● **Material for the task**:
****************************************

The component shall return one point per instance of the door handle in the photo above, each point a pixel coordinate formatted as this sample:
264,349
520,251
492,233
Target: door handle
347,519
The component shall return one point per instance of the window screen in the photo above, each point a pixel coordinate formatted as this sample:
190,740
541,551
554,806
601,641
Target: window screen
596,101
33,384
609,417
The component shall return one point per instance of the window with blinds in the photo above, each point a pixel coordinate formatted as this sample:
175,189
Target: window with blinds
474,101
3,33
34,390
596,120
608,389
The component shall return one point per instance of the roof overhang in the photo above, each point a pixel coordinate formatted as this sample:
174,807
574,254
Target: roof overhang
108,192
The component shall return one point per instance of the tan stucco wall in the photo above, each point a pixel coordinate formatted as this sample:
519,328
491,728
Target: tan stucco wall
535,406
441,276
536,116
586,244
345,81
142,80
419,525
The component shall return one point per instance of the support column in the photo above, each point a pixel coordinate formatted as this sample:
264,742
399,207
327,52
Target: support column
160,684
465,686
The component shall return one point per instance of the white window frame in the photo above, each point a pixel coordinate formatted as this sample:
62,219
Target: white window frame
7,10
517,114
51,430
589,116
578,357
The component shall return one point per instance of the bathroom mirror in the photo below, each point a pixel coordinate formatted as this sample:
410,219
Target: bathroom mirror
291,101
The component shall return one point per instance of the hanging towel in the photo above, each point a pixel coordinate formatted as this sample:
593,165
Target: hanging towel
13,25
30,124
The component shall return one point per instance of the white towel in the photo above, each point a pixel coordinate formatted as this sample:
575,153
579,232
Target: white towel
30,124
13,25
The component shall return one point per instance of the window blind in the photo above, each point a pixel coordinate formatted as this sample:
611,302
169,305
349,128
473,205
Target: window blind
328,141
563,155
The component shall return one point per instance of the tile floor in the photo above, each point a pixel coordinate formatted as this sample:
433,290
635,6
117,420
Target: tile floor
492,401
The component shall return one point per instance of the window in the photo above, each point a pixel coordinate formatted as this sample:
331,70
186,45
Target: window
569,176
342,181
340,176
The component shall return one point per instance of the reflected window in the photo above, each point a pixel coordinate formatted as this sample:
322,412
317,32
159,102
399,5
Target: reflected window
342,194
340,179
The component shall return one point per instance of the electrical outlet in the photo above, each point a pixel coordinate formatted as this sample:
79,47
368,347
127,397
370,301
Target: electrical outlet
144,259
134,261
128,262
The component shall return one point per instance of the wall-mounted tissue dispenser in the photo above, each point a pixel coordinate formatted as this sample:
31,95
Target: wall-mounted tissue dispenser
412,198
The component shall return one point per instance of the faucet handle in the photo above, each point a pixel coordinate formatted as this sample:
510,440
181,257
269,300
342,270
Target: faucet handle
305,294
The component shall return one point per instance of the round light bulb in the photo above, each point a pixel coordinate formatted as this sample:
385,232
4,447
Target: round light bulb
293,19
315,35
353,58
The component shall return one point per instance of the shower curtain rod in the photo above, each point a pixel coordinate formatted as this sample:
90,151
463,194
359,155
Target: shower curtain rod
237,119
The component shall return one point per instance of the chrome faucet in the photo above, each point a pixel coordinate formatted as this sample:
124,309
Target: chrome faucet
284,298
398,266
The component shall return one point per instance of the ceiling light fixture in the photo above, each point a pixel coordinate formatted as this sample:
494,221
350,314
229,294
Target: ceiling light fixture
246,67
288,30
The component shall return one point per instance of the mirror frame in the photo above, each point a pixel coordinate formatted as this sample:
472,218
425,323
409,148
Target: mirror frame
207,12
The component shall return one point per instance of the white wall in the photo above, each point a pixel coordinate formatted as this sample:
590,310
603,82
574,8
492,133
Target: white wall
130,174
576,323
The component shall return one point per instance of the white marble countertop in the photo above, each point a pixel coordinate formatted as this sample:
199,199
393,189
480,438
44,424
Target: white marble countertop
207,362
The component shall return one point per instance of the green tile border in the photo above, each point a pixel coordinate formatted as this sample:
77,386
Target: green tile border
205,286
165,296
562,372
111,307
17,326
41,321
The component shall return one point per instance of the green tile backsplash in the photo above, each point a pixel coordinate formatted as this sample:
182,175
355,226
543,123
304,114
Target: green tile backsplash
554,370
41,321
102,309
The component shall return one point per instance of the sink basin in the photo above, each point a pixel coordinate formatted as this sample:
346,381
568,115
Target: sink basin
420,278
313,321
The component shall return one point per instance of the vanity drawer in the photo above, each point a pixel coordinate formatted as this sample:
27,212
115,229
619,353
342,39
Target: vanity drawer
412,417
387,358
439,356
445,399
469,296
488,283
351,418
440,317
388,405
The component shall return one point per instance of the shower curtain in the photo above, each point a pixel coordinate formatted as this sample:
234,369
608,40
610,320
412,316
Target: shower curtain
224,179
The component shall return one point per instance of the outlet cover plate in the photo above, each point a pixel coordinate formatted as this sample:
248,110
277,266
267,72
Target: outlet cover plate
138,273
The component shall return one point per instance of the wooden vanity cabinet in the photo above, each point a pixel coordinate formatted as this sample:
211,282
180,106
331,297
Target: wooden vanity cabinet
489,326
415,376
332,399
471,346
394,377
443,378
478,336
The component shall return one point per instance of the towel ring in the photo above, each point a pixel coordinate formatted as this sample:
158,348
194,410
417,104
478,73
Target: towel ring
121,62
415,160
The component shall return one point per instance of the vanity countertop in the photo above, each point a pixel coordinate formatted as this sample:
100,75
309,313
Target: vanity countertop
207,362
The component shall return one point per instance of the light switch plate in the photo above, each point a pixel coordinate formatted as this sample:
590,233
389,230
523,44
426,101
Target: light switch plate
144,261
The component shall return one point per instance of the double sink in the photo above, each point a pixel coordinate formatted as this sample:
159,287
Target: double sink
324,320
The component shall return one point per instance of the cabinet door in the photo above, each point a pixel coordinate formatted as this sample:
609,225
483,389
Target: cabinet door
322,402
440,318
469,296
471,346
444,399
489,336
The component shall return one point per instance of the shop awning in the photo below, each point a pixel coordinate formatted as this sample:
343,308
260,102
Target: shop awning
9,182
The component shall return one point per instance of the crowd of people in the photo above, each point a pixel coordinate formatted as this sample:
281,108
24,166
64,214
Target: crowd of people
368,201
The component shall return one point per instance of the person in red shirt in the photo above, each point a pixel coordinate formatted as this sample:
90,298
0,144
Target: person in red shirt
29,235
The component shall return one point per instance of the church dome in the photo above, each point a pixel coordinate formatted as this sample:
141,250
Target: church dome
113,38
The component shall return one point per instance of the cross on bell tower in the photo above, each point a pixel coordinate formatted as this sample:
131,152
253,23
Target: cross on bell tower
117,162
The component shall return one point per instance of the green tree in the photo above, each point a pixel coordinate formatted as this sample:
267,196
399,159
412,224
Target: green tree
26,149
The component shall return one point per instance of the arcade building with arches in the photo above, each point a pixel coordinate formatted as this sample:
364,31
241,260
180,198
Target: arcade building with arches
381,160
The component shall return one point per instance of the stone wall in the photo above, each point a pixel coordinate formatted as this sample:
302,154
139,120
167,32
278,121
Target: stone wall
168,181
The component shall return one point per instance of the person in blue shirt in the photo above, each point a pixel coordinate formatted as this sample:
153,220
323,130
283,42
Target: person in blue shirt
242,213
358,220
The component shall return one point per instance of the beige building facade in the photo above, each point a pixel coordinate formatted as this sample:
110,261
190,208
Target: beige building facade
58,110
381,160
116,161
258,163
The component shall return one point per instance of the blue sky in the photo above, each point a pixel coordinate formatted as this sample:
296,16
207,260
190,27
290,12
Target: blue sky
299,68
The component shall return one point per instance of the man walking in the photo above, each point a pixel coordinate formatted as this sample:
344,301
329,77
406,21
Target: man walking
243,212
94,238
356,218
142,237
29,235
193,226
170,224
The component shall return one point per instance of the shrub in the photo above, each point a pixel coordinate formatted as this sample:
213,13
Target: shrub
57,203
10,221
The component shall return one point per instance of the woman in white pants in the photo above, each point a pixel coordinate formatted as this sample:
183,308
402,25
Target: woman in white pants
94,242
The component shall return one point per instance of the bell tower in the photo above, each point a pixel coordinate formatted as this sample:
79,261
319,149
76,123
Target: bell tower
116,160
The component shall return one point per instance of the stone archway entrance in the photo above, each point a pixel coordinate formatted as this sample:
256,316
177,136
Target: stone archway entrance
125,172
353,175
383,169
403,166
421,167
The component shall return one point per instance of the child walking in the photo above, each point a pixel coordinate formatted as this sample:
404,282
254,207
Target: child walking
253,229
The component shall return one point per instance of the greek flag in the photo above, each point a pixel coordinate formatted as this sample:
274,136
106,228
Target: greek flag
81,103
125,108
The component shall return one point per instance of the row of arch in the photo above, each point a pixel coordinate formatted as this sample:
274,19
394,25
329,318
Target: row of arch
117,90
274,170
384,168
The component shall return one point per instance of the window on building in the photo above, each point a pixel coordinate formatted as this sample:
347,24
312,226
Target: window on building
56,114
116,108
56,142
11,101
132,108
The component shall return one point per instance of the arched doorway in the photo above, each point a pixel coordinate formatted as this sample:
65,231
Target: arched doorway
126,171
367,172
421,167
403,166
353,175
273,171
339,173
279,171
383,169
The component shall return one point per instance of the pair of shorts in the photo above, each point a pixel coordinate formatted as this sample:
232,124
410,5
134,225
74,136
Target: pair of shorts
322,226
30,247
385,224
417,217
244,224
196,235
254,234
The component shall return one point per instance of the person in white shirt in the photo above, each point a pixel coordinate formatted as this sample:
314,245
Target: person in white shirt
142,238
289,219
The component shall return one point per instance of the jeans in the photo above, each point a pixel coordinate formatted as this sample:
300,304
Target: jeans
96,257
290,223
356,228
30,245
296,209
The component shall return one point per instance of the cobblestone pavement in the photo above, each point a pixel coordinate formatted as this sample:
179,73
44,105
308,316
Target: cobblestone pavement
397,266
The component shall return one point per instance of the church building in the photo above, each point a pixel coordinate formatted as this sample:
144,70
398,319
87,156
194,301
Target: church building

****************************************

● **Problem**: Please quote the rows word for word, starting at the line that contains "The component shall return one point per instance of the jeans" and ending at the last line of the rows, both ends included.

● **Exercise response**:
The component shall return one point per instance of the jeans in the photo above, each point a pixel coordinate formatted as this sample:
300,304
Target: jeans
96,257
290,223
356,228
30,245
296,209
The component shall return one point per instance of the cobblestone pavement in the photo above, each point a pixel coordinate formatted as this sample:
179,73
44,105
308,316
Target: cobblestone pavement
397,266
The component shall return one point per instance of the church building in the photo above, each point a pixel coordinate formatted as this sample:
144,70
398,319
87,156
194,301
Target: church building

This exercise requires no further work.